- TASK GOAL
Please reproduce the records below word for word, starting with the line that contains "point: dirt bank" and continuing through the end of the records.

- PROVIDED DATA
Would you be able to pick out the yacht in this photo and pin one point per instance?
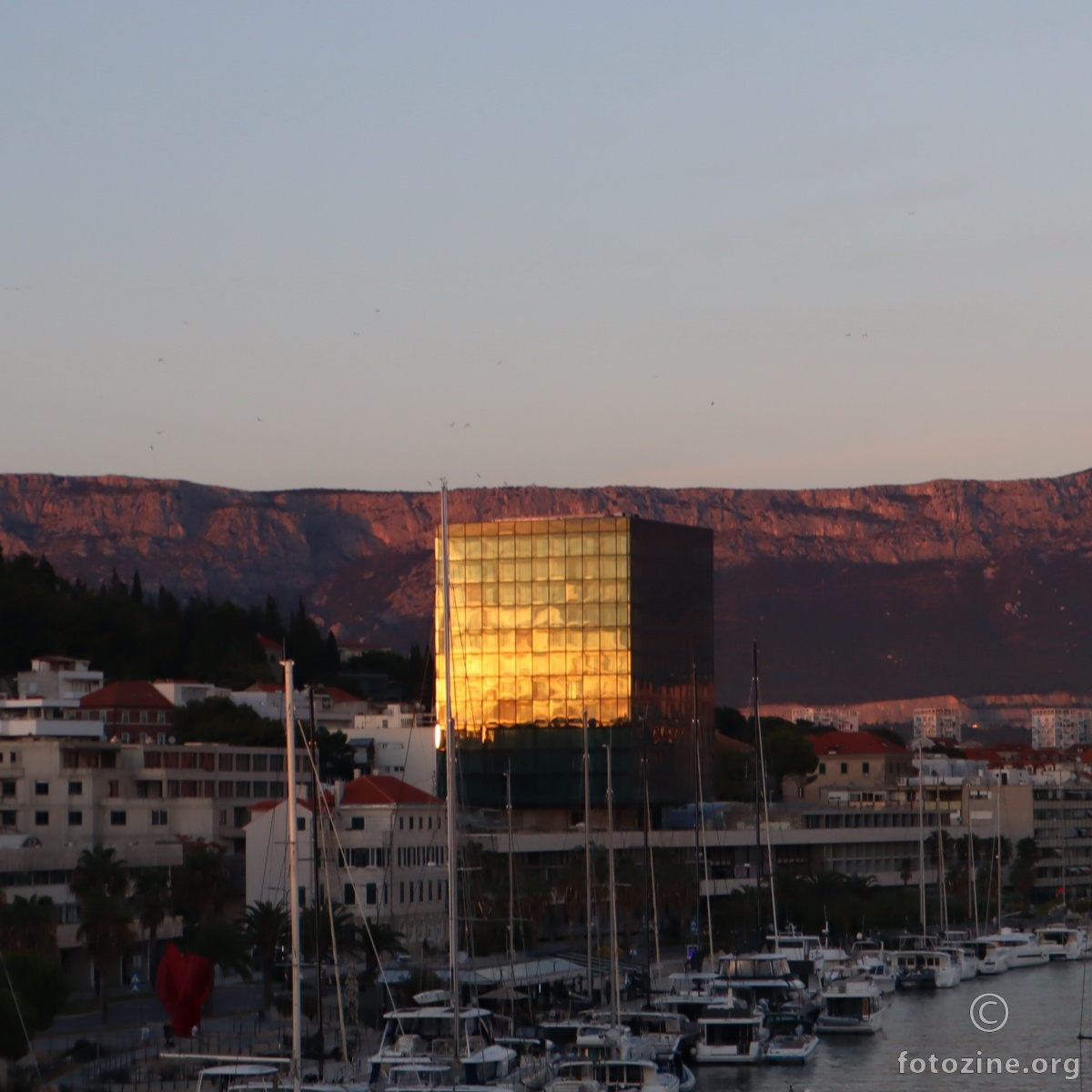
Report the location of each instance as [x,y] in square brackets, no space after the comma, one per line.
[800,949]
[1022,949]
[925,970]
[730,1036]
[1062,942]
[427,1033]
[851,1006]
[612,1075]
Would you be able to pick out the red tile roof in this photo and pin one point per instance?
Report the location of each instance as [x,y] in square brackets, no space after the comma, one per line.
[126,694]
[854,743]
[381,789]
[337,694]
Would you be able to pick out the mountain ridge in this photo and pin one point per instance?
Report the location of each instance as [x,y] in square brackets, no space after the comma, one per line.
[855,594]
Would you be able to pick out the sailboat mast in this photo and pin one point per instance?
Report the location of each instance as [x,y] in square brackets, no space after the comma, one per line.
[921,834]
[615,991]
[289,724]
[758,796]
[449,767]
[588,856]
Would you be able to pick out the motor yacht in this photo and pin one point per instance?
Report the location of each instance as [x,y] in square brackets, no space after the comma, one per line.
[851,1006]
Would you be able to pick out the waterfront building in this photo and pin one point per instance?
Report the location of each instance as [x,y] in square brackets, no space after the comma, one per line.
[560,620]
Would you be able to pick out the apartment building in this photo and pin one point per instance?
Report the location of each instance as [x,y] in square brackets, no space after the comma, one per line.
[382,847]
[398,741]
[940,723]
[840,720]
[1060,727]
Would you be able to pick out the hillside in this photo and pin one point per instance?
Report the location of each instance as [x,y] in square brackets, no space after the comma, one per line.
[854,594]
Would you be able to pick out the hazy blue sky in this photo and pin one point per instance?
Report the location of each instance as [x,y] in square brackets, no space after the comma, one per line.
[273,245]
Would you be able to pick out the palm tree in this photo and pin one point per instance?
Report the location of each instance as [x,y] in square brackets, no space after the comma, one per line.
[106,929]
[98,873]
[152,901]
[267,925]
[225,945]
[99,884]
[201,884]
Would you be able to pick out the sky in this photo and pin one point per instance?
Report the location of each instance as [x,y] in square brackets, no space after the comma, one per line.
[569,244]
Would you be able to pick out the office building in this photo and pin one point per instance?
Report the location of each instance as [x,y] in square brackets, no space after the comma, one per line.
[554,621]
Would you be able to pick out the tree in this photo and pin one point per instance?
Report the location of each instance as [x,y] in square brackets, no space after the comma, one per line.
[106,931]
[38,988]
[201,883]
[267,928]
[99,874]
[224,944]
[152,902]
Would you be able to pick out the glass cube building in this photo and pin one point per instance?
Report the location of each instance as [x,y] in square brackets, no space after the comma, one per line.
[557,620]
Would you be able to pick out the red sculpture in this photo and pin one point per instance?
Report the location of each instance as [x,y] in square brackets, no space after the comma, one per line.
[184,984]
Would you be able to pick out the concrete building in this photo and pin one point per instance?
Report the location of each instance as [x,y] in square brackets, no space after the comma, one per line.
[399,742]
[851,763]
[555,620]
[1060,727]
[945,723]
[840,720]
[383,847]
[48,702]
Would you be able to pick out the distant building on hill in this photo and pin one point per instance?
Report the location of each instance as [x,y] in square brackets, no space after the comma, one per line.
[840,720]
[1060,727]
[940,723]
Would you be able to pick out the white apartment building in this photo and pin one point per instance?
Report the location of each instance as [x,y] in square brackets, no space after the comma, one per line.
[1060,727]
[183,692]
[48,700]
[399,742]
[840,720]
[385,852]
[942,723]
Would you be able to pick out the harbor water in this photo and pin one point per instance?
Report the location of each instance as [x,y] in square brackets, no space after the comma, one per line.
[1044,1020]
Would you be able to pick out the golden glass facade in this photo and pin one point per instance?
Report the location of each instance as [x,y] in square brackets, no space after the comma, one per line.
[541,622]
[555,618]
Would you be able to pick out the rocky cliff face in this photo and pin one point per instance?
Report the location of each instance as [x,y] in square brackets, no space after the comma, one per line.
[854,594]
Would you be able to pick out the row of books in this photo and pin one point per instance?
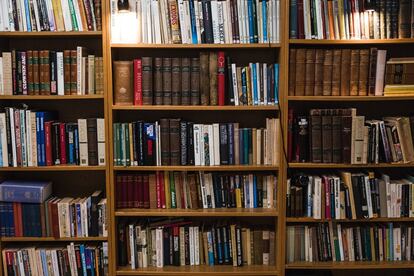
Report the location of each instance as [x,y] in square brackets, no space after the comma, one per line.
[74,259]
[68,72]
[211,79]
[336,72]
[340,242]
[351,19]
[48,15]
[32,138]
[180,243]
[349,196]
[197,22]
[177,142]
[182,190]
[342,136]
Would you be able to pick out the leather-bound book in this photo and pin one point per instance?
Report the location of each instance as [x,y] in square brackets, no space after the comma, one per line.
[176,81]
[195,81]
[166,80]
[158,81]
[353,83]
[165,142]
[92,133]
[345,71]
[147,89]
[310,72]
[363,72]
[316,135]
[300,72]
[213,78]
[292,73]
[175,142]
[123,83]
[185,81]
[336,72]
[319,63]
[204,79]
[327,73]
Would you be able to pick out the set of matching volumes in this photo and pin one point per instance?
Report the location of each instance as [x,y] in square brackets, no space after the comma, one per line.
[31,138]
[180,243]
[27,209]
[74,259]
[211,79]
[337,72]
[46,72]
[341,242]
[50,15]
[198,21]
[178,142]
[182,190]
[342,136]
[350,196]
[351,19]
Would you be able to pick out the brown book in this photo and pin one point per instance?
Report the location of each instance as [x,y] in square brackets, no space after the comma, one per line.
[165,142]
[175,142]
[363,72]
[92,134]
[123,83]
[66,71]
[292,73]
[319,70]
[310,72]
[300,72]
[204,79]
[336,72]
[354,78]
[327,73]
[213,78]
[195,81]
[166,78]
[147,90]
[158,81]
[73,72]
[345,71]
[176,81]
[185,81]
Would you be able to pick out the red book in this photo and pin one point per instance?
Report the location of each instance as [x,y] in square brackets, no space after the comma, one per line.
[48,143]
[137,82]
[62,133]
[221,80]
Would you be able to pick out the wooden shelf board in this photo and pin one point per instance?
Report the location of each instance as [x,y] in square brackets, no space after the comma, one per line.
[350,265]
[218,212]
[44,97]
[54,168]
[336,165]
[196,107]
[201,270]
[51,239]
[197,46]
[350,98]
[198,168]
[49,34]
[312,220]
[350,41]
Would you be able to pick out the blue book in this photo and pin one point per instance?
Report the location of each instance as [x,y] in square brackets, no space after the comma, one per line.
[193,23]
[25,191]
[276,86]
[251,23]
[254,80]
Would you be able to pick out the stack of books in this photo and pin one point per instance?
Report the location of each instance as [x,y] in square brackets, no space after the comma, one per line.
[178,142]
[179,243]
[182,190]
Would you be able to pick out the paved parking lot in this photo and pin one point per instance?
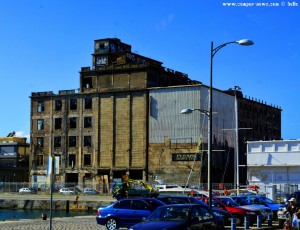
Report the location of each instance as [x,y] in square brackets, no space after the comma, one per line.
[67,223]
[80,223]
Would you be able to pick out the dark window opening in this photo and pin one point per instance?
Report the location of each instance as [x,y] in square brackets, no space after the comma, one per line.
[87,159]
[40,124]
[73,104]
[72,141]
[87,82]
[87,141]
[72,160]
[87,122]
[72,123]
[40,160]
[58,105]
[41,106]
[87,103]
[40,141]
[57,141]
[57,123]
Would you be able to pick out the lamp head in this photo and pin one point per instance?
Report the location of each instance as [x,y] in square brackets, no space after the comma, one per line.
[186,111]
[245,42]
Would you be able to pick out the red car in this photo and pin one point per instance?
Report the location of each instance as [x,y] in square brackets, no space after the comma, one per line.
[239,212]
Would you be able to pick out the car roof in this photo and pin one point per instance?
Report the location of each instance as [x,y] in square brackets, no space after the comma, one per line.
[184,205]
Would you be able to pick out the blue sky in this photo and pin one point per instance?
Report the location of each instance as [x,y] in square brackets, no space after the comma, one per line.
[44,44]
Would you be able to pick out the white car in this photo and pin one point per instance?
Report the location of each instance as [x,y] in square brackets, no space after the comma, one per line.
[65,191]
[24,190]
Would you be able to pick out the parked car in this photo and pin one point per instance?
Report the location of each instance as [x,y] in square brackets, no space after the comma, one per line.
[181,216]
[90,191]
[265,211]
[262,200]
[282,209]
[24,190]
[65,191]
[34,190]
[239,212]
[126,212]
[192,200]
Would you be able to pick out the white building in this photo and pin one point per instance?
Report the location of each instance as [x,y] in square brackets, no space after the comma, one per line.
[274,163]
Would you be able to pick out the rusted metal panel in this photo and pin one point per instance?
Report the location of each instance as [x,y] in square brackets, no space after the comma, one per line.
[106,130]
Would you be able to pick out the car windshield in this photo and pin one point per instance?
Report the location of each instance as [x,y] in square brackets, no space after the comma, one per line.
[241,201]
[179,213]
[267,200]
[229,202]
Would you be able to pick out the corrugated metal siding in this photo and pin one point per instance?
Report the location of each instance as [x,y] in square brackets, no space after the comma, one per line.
[167,121]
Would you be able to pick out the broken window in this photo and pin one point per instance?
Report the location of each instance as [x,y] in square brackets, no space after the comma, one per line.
[87,141]
[57,123]
[40,141]
[40,160]
[57,141]
[87,159]
[72,160]
[73,104]
[87,103]
[87,122]
[87,82]
[72,141]
[41,106]
[40,124]
[58,105]
[72,123]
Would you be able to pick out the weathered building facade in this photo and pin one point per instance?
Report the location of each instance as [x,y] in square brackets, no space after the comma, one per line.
[14,159]
[125,119]
[101,131]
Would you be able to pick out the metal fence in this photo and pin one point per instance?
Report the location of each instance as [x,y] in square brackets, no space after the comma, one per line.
[44,188]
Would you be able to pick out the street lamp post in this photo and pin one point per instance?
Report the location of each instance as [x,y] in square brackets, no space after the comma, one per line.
[213,51]
[244,42]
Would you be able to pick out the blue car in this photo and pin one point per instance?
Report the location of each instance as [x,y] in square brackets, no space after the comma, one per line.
[126,212]
[181,216]
[262,200]
[265,211]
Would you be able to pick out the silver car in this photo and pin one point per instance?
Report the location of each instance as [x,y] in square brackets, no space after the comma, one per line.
[65,191]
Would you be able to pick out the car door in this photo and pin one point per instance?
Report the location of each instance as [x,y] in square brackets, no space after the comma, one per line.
[122,211]
[201,218]
[140,209]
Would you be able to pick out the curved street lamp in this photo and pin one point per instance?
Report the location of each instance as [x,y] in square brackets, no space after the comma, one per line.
[243,42]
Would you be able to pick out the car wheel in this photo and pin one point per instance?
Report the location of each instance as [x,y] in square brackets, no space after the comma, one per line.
[239,220]
[111,224]
[281,223]
[119,196]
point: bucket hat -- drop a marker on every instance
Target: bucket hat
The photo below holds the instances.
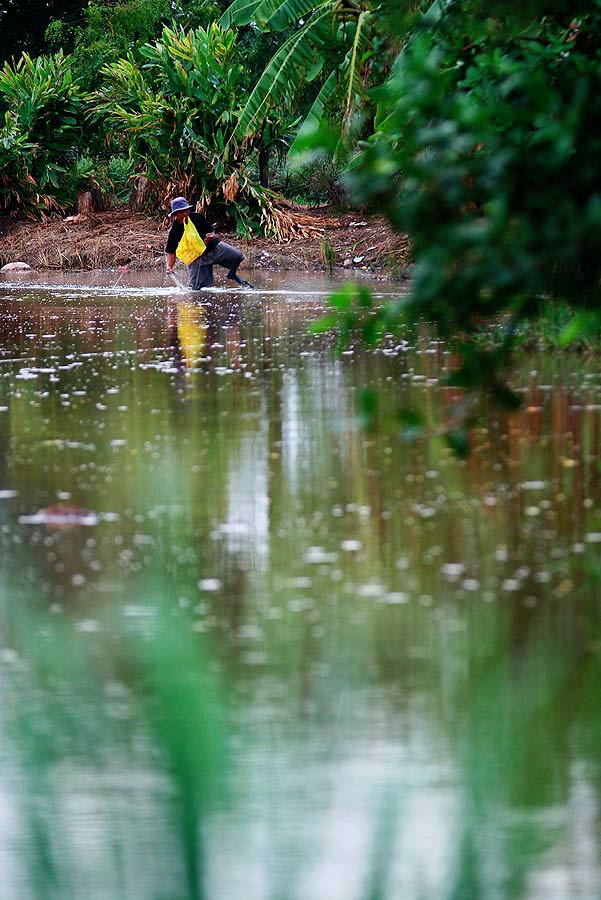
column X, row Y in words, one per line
column 179, row 205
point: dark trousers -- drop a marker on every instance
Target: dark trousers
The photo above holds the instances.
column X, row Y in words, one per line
column 200, row 272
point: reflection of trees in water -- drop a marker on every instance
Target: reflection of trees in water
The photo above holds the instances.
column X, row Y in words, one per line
column 198, row 330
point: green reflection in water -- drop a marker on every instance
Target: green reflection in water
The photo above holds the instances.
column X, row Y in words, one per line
column 396, row 652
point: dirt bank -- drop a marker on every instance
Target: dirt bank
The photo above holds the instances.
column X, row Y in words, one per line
column 120, row 237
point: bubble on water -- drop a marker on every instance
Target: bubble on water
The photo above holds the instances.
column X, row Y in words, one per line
column 470, row 584
column 351, row 545
column 300, row 604
column 452, row 571
column 318, row 556
column 88, row 626
column 371, row 589
column 395, row 598
column 250, row 632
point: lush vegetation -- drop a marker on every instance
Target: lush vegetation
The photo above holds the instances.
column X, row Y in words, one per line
column 474, row 126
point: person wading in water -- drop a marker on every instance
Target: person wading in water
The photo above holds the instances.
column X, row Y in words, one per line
column 200, row 267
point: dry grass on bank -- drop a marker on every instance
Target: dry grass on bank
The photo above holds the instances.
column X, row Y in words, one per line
column 119, row 237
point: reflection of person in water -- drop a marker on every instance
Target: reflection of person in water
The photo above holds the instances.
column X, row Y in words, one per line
column 200, row 270
column 197, row 330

- SOLUTION TO THIS PROBLEM
point: dirt bank -- drop a marker on every instance
Target: dirt bank
The photo above holds the instances.
column X, row Y in words, one per line
column 120, row 237
point: bubble on water -- drop a marker on every instance
Target: bubble on water
The photo above holds the instances.
column X, row Y in words, one per line
column 470, row 584
column 351, row 545
column 300, row 604
column 452, row 571
column 318, row 556
column 88, row 626
column 371, row 589
column 395, row 598
column 250, row 632
point: lush vegetation -- drop a marker on every instance
Target: lush vegetation
The photo above holds the instances.
column X, row Y in words, one per line
column 474, row 126
point: person wading in water -- drop a marker on every instance
Target: person wading in water
The photo above holds the instances.
column X, row Y in words, one per line
column 200, row 267
point: dry grass on bank -- drop a marker on every instance
Target: dry grass on bank
The photo above holds the instances.
column X, row Y in words, one per line
column 119, row 237
point: reflection of person in water -- drop a marker on every instance
Target: reflection of person in water
The photo above holds the instances.
column X, row Y in words, one per line
column 200, row 270
column 197, row 330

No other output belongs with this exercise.